WHAT NEEDS TO BE DONE: Find the line containing "task | put a marker on each instance of the grape" in the entries below. Reproduce that line and each one after it to the end, exactly, with no other lines.

Photo-based referring expression data
····················
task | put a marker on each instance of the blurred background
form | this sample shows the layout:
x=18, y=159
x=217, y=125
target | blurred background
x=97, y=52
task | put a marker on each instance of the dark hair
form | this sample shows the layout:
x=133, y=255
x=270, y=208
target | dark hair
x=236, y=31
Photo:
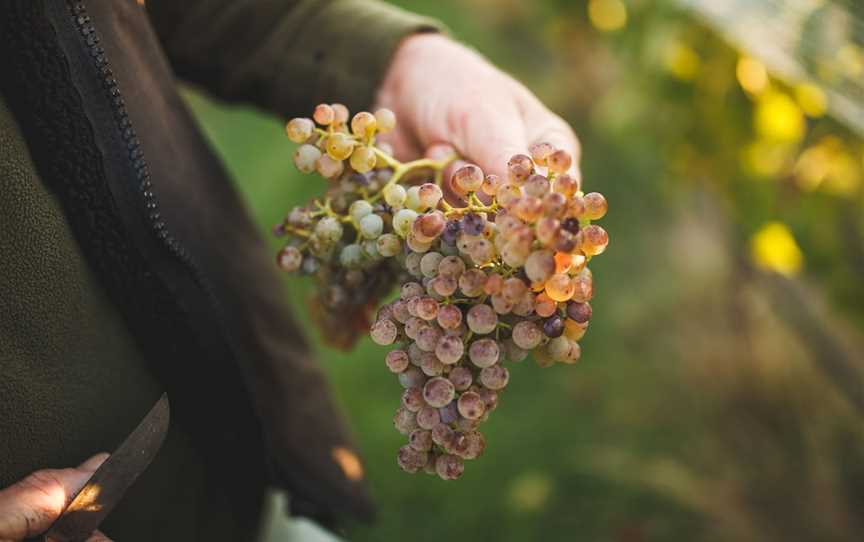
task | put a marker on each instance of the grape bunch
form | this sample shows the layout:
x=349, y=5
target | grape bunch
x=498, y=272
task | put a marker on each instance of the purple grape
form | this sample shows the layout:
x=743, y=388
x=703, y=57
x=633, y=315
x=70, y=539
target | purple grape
····················
RESULT:
task | put a marker on each instance of the grape bunch
form | this sample shows the layout:
x=349, y=5
target | grape bunch
x=498, y=272
task | put a marker on each instance of the purple grape
form | this sample shows the layout:
x=743, y=388
x=703, y=57
x=633, y=315
x=70, y=539
target | purple grape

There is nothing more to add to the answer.